Go through the material and return every line that contains the string "instance".
=== Begin Enclosure ===
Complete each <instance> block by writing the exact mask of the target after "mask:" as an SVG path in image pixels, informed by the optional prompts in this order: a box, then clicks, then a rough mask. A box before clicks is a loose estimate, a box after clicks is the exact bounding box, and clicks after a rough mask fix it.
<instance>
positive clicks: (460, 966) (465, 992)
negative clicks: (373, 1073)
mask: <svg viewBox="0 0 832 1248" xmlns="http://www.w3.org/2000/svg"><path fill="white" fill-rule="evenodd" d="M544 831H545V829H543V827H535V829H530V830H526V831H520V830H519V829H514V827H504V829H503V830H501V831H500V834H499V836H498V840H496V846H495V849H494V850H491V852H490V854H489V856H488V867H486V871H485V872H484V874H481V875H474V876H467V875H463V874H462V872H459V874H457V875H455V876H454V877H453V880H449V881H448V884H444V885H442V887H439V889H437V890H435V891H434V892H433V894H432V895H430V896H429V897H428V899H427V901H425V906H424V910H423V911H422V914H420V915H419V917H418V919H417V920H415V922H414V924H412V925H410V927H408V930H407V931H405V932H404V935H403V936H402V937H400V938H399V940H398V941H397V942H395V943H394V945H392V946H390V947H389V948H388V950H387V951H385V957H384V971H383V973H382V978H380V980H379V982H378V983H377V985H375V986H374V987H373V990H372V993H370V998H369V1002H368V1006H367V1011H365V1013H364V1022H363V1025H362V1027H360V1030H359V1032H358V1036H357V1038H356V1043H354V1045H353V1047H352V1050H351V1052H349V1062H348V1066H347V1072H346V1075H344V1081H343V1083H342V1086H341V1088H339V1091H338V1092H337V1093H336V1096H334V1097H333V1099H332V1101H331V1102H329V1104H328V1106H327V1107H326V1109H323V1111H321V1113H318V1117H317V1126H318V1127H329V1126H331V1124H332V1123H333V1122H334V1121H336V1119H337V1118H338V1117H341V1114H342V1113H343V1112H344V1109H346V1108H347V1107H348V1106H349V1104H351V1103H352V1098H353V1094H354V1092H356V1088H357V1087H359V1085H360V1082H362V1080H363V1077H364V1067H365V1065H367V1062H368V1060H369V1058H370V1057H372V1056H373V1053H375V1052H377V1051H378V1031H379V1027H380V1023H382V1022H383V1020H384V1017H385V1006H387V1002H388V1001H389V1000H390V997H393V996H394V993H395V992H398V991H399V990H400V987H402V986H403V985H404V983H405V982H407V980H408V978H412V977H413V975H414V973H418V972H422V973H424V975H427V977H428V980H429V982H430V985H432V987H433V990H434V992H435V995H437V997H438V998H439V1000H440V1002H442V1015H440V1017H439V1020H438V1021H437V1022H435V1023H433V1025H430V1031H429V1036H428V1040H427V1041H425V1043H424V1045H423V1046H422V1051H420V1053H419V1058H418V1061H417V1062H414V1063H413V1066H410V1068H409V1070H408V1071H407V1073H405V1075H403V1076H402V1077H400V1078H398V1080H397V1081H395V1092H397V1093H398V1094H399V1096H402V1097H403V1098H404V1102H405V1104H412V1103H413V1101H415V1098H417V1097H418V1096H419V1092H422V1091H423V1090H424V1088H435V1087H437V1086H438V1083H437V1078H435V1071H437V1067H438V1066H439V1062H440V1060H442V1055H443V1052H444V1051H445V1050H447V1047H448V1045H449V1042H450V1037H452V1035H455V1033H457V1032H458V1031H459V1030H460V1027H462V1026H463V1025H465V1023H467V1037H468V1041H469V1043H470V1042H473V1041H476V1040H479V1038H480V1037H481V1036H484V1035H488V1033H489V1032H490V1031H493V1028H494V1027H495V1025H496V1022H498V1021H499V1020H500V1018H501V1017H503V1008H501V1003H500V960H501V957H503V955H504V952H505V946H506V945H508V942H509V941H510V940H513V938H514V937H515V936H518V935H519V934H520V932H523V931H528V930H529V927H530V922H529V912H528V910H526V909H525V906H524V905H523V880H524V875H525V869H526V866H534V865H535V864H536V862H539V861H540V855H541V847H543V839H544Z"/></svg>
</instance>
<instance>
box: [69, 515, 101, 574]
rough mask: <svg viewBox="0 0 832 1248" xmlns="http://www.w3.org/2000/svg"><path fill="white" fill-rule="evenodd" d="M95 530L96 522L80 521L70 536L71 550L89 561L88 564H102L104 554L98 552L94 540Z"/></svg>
=== End Enclosure ===
> [RESPONSE TO THE EXERCISE]:
Complete each <instance> block by writing the exact mask of the target after "mask:" as an SVG path in image pixels, informed by the optional prompts in this order: a box, then clicks, then a rough mask. A box before clicks is a loose estimate, a box after clicks is the exact bounding box, and clicks after a rough mask fix it.
<instance>
</instance>
<instance>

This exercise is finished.